Wednesday, 20 February 2013

Hyperinsulinemia or Insulin Resistance, Which comes first?

Some of you may have seen this study before, but *I* havent, which is why im making a post on it.

This study  is one of the references in B.Corkeys paper very interesting paper in which she lays out the framework supporting the hypothesis that hyperinsulinemia is a likely cause of diabetes and obesity. In it, she says.....

Hyperinsulinemia also can cause insulin resistance through insulin-induced receptor down-regulation both in the periphery and in the brain where hyperinsulinemia-induced insulin resistance may abrogate insulin's role as a satiety signal.

If we now turn to the 1974 study linked above we see that chronic ( 5-16hr ) insulin exposure produces a decrease in insulin receptor concentrations. Meanwhile, acute exposure ( 0-2 hr ) was without affect. This seems to indicate that it is the fasting hyperinsulinemia causing the problems,  and possibly not the acute insulin spikes in the postprandial state. Infact this is exactly what JJ talks about in his recent paper.

In JJ papers there is an emphasis on the basal hyperinsulinemia, that seems to be caused by beta cell growth. Thats probably exactly where elevated fasting insulin levels comes from, the beta cell proliferation and increase in beta cell mass.

But wait a minute, the acute postprandial insulin spikes aint off the hook yet. The burning question from JJ's paper is, what causes the increase in beta cell mass to begin with? What gets the ball rolling? Remember that we learnt from JJ's paper that insulin positively regulates the growth of its own secretory cells. Is it the acute postprandial insulin spikes then that sets us up for beta cell growth? Which in turn sets us up for fasting hyperinsulinemia?

One of Jane's comments in response to JJ's paper was that it seems to indicate that it is the absence of low insulin which is the problem. Looking at the data from the 1974 paper, Jane may have been more right than anyone would give her credit for.

**Goal of the exercise:**
Reproduce the passage of the hyperinsulinemia post between "But wait a minute, the" and "for fasting hyperinsulinemia?", inclusive.

**Items from a dataset:**
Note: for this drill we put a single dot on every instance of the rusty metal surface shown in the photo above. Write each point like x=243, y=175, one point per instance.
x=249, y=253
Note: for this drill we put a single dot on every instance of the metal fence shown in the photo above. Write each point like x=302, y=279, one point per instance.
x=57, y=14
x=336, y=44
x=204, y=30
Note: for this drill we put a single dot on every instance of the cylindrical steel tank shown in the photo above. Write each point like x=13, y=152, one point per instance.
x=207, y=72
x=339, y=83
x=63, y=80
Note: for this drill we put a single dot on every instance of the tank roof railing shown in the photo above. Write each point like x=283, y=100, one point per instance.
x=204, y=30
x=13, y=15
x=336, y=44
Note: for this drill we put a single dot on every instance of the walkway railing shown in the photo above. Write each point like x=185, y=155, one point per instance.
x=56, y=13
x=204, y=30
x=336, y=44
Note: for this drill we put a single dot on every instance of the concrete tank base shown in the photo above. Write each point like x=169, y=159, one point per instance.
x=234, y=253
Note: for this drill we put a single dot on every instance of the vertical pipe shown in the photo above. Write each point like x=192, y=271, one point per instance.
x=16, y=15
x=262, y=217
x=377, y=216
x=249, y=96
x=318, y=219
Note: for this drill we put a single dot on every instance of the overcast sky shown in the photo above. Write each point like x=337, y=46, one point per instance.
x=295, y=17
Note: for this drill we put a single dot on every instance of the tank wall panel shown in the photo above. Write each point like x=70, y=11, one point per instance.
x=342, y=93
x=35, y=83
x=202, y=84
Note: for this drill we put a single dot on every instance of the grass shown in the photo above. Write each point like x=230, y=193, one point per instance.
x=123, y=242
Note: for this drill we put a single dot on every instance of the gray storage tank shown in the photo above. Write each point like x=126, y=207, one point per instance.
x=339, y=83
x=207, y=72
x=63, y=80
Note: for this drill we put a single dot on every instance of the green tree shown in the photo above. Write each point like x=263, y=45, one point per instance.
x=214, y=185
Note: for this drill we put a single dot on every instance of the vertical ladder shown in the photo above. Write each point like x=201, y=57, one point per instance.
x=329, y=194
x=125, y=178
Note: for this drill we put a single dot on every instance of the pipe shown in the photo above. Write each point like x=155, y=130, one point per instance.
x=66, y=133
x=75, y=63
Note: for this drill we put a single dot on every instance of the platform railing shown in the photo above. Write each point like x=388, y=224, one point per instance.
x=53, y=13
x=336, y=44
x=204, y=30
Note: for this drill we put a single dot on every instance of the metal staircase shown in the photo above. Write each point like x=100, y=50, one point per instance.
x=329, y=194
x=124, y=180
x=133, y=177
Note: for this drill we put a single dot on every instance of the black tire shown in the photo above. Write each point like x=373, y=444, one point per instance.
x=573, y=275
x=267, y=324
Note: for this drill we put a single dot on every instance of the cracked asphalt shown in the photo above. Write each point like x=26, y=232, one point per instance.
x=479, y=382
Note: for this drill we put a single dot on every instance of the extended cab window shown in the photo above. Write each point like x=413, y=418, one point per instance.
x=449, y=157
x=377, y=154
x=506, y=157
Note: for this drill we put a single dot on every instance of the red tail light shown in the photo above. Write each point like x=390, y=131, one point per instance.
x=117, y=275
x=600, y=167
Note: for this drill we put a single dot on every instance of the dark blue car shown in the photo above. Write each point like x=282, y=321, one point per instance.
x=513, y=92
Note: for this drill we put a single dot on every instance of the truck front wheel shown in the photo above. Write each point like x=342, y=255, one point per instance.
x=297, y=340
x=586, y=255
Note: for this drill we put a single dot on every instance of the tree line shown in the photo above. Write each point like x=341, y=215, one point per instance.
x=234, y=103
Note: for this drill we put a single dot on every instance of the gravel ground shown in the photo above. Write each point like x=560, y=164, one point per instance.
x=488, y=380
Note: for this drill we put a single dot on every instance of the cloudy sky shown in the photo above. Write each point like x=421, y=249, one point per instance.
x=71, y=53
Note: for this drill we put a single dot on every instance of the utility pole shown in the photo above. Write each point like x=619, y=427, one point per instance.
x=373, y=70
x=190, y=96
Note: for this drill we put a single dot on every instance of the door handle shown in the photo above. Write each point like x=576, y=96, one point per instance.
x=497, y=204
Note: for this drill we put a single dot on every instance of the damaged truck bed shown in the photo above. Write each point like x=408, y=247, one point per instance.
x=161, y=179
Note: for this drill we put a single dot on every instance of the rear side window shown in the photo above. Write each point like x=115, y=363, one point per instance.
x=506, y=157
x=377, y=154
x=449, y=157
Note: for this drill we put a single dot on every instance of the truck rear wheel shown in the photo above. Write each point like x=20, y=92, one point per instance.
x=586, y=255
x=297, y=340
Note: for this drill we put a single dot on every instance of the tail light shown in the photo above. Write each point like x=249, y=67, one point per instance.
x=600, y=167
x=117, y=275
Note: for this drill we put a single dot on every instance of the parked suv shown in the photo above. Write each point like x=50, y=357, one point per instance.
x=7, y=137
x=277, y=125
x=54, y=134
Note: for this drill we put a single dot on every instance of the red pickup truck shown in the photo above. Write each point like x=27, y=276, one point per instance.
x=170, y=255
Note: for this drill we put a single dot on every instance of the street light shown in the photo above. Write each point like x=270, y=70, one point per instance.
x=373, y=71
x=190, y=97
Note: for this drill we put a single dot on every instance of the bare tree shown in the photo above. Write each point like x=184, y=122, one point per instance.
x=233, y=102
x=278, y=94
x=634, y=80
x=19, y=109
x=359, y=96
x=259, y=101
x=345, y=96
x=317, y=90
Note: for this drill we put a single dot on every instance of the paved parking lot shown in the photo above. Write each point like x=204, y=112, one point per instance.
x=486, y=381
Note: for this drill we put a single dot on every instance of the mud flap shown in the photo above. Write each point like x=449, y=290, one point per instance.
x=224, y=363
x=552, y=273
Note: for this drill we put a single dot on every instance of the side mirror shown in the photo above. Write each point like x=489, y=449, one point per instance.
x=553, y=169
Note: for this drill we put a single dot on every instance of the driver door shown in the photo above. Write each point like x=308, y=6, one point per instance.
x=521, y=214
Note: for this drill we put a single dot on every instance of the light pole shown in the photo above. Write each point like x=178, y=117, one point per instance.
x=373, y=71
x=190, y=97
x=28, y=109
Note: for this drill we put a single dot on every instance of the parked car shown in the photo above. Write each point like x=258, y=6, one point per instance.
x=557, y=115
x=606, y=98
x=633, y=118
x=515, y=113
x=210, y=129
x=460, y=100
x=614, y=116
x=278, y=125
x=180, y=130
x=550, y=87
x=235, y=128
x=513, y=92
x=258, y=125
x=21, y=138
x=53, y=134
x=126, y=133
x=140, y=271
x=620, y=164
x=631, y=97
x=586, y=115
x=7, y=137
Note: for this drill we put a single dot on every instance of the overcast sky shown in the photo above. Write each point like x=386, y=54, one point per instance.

**Answer section:**
But wait a minute, the acute postprandial insulin spikes aint off the hook yet. The burning question from JJ's paper is, what causes the increase in beta cell mass to begin with? What gets the ball rolling? Remember that we learnt from JJ's paper that insulin positively regulates the growth of its own secretory cells. Is it the acute postprandial insulin spikes then that sets us up for beta cell growth? Which in turn sets us up for fasting hyperinsulinemia?